▶ [Dataset excerpts]:

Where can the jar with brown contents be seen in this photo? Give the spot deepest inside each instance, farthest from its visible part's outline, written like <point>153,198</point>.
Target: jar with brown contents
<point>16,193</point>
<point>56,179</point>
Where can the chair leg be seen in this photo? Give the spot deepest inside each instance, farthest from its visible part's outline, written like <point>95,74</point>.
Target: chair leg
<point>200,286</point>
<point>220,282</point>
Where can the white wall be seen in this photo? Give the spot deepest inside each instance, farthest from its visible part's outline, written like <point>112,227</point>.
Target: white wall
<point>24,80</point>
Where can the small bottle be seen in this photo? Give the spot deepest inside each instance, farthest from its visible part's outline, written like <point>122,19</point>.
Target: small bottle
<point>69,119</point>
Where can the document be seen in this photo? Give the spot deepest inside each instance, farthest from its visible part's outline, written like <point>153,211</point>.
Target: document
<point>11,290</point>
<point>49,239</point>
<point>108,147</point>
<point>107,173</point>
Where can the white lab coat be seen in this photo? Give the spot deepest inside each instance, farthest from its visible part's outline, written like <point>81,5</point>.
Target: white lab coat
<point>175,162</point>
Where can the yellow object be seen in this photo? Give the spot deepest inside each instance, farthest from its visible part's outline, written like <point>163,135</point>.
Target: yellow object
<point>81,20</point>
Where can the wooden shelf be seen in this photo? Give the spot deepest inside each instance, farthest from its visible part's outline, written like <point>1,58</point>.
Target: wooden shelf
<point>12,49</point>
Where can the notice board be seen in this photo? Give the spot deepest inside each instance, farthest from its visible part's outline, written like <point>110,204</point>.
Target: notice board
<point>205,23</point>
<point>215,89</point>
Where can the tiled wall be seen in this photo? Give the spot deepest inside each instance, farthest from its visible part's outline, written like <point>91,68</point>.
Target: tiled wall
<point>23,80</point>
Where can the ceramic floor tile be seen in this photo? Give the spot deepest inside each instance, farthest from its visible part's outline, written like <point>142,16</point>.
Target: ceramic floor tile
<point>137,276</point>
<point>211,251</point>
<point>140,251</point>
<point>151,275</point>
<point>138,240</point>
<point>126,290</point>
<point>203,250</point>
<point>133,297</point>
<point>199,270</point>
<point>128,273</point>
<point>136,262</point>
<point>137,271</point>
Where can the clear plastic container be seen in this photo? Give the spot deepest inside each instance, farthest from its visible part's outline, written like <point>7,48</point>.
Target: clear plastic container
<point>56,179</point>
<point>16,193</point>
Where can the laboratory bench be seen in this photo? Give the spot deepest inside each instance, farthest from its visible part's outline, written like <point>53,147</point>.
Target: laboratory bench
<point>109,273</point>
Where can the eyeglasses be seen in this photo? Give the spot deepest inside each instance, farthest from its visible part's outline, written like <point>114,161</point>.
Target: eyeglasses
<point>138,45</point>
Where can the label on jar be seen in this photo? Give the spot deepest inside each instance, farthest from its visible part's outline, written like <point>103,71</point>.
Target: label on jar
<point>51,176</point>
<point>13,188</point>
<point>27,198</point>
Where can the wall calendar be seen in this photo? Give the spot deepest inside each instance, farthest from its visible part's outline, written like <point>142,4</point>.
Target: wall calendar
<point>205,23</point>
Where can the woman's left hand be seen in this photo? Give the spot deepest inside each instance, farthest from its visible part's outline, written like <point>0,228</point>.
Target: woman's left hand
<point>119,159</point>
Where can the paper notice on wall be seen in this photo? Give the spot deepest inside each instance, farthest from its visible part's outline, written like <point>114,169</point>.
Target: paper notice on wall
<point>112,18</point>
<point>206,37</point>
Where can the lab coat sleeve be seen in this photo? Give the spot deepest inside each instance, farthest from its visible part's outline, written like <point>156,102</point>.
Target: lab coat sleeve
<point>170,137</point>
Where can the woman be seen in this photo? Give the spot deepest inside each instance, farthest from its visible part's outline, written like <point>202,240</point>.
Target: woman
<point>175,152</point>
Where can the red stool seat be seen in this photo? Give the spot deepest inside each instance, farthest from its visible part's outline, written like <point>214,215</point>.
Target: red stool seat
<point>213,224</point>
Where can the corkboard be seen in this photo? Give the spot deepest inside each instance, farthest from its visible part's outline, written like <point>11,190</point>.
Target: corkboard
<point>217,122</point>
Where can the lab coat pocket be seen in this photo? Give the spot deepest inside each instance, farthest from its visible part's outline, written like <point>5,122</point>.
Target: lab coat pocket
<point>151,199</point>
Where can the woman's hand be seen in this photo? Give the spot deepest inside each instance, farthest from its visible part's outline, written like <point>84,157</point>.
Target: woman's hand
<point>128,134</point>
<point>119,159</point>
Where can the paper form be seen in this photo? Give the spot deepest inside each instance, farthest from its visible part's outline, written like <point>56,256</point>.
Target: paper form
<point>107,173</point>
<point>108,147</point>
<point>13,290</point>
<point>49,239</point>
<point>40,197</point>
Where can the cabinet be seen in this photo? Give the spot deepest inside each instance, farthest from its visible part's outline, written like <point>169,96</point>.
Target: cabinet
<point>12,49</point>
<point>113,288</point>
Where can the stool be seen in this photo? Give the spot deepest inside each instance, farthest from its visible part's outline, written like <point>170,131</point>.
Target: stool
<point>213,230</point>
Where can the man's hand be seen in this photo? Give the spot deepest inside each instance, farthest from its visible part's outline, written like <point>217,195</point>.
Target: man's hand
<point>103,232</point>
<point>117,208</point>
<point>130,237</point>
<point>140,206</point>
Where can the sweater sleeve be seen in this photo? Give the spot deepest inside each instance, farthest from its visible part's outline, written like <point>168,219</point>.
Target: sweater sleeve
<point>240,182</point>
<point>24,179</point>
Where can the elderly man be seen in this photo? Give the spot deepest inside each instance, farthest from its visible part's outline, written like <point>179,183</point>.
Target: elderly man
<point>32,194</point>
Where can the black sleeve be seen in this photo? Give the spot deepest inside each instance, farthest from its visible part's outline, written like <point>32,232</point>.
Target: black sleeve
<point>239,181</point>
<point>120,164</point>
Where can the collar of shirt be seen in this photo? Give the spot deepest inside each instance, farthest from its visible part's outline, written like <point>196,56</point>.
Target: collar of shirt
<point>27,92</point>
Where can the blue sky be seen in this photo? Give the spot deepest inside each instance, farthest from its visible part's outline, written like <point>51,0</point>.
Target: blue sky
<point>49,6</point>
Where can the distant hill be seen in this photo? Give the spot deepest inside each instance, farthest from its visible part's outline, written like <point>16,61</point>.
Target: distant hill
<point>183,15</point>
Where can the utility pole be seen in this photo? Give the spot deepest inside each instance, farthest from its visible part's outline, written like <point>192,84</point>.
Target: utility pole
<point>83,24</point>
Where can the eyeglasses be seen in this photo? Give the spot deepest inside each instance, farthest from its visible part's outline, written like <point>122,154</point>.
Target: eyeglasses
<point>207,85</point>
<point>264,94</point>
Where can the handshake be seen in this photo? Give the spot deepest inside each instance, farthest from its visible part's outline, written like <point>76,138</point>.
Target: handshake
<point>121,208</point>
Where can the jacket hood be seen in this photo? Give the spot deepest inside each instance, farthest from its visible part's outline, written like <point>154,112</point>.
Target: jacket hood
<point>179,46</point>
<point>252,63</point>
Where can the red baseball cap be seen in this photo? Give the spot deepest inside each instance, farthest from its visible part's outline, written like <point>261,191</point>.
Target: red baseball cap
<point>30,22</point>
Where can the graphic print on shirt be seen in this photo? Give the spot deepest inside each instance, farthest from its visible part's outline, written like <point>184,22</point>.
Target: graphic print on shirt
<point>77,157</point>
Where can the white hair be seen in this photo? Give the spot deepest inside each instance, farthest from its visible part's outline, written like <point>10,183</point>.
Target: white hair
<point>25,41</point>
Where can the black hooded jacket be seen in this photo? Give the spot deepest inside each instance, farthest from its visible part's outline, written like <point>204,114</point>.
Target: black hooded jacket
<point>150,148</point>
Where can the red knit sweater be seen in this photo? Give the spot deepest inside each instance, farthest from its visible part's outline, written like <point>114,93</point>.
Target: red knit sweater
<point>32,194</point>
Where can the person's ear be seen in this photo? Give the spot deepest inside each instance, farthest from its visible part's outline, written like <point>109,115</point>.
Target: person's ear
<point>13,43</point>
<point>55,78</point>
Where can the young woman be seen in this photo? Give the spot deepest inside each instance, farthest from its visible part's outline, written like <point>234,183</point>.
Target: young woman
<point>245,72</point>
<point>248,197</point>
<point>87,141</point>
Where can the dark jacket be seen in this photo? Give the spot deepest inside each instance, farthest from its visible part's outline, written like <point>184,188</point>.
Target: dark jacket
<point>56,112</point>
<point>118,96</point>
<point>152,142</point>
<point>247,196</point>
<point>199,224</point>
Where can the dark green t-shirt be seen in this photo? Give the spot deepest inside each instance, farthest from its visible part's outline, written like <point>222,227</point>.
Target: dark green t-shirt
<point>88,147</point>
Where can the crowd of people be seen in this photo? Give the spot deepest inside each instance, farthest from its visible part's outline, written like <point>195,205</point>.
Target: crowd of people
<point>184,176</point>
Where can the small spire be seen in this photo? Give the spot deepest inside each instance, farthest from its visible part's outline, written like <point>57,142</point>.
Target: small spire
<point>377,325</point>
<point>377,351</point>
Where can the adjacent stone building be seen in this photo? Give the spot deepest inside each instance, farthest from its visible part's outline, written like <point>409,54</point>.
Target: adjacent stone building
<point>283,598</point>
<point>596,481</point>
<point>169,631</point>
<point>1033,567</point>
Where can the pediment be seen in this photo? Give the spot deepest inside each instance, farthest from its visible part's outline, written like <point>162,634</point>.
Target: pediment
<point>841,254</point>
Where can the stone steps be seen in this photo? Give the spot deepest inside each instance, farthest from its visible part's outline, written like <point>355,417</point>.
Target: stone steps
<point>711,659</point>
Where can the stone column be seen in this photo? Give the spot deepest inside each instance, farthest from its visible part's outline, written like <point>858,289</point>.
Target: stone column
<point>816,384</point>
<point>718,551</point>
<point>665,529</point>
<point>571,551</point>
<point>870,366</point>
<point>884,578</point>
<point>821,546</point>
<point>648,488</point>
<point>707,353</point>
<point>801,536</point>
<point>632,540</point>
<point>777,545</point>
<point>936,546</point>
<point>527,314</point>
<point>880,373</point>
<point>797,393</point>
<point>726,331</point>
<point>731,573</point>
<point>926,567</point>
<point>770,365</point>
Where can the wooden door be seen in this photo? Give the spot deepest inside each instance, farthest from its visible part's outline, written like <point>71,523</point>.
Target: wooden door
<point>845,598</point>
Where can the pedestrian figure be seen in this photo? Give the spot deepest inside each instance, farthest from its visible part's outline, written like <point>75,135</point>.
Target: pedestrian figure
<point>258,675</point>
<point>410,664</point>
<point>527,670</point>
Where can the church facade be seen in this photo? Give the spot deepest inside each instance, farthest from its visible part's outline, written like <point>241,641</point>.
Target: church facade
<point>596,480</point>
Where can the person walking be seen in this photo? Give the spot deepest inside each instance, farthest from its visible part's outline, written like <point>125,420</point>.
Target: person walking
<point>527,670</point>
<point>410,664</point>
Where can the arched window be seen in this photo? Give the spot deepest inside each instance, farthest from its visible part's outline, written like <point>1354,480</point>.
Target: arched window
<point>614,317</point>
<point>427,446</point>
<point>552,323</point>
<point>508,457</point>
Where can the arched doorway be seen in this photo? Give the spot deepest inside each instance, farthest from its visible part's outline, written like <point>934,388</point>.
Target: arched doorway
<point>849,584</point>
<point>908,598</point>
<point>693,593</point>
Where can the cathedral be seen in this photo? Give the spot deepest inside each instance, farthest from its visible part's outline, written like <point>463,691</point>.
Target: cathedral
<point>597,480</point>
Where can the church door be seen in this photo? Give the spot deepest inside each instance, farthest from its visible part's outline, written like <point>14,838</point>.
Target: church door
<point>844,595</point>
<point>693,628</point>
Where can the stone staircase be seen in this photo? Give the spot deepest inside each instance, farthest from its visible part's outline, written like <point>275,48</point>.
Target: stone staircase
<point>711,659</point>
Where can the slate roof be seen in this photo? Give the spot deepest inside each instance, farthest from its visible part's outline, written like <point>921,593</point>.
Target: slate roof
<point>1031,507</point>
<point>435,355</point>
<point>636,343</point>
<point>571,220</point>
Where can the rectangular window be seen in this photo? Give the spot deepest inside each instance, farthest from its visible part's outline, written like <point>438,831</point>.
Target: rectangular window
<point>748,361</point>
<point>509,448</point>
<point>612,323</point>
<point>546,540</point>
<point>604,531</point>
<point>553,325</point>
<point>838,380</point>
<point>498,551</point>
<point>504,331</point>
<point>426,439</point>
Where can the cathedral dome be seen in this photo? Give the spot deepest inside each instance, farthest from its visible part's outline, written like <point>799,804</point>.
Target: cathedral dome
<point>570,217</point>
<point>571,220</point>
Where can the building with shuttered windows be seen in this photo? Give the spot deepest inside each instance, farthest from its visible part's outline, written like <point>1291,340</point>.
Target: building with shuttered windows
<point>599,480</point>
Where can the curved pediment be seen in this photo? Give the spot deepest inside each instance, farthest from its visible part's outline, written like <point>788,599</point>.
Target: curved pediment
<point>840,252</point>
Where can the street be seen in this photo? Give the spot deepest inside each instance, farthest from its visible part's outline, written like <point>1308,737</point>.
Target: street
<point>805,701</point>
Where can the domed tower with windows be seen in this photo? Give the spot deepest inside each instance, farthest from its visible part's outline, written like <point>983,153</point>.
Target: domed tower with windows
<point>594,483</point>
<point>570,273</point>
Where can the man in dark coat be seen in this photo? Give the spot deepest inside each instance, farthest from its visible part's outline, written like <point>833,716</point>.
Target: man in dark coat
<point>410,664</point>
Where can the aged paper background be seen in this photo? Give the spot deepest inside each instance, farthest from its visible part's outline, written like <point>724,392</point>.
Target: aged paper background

▶ [Aim]:
From the line containing "Where can the rectangular" through the final line of the listing above, retype every line exactly; leave out everything else.

▶ [Exercise result]:
Where can the rectangular window be seen in this photo? Give the spot deepest inside each instance, farthest from its visible part's outline, written like <point>438,831</point>.
Target: rectangular window
<point>748,361</point>
<point>509,448</point>
<point>612,323</point>
<point>546,540</point>
<point>604,531</point>
<point>553,325</point>
<point>838,380</point>
<point>498,551</point>
<point>504,331</point>
<point>426,439</point>
Where can the cathedral dome be seen in this photo? Give the spot deepest inside each instance, farthest from its visible part's outline, written like <point>799,804</point>.
Target: cathedral dome
<point>570,217</point>
<point>571,220</point>
Where can the building with shuttered windows be seen in this photo? Give the spot deepest inside each instance, farthest from its visible part's outline, written like <point>1291,340</point>.
Target: building with shuttered windows
<point>599,480</point>
Where can the curved pediment be seen in this photo? Give the spot deepest inside each instance, farthest from its visible part's outline, written like <point>788,599</point>.
Target: curved pediment
<point>840,252</point>
Where can the street be seen in this photo? Give the spot deepest inside each instance, farthest from its visible part's outline, written like <point>1308,737</point>.
Target: street
<point>805,701</point>
Where can the domed tower with windows be seen in this photo? Give the spot deepest inside each instance, farthest from its visible part's outline, written like <point>983,153</point>.
Target: domed tower with windows
<point>594,483</point>
<point>570,273</point>
Where can the man in dark coat be seen in this photo? Give the spot deepest inside each instance, farthest from its visible part's outline, written like <point>833,716</point>.
Target: man in dark coat
<point>410,664</point>
Where can the aged paper background be seen in this photo? Give the spot deepest inside each instance, farthest from its visible part's outline, written like <point>724,392</point>.
Target: aged paper background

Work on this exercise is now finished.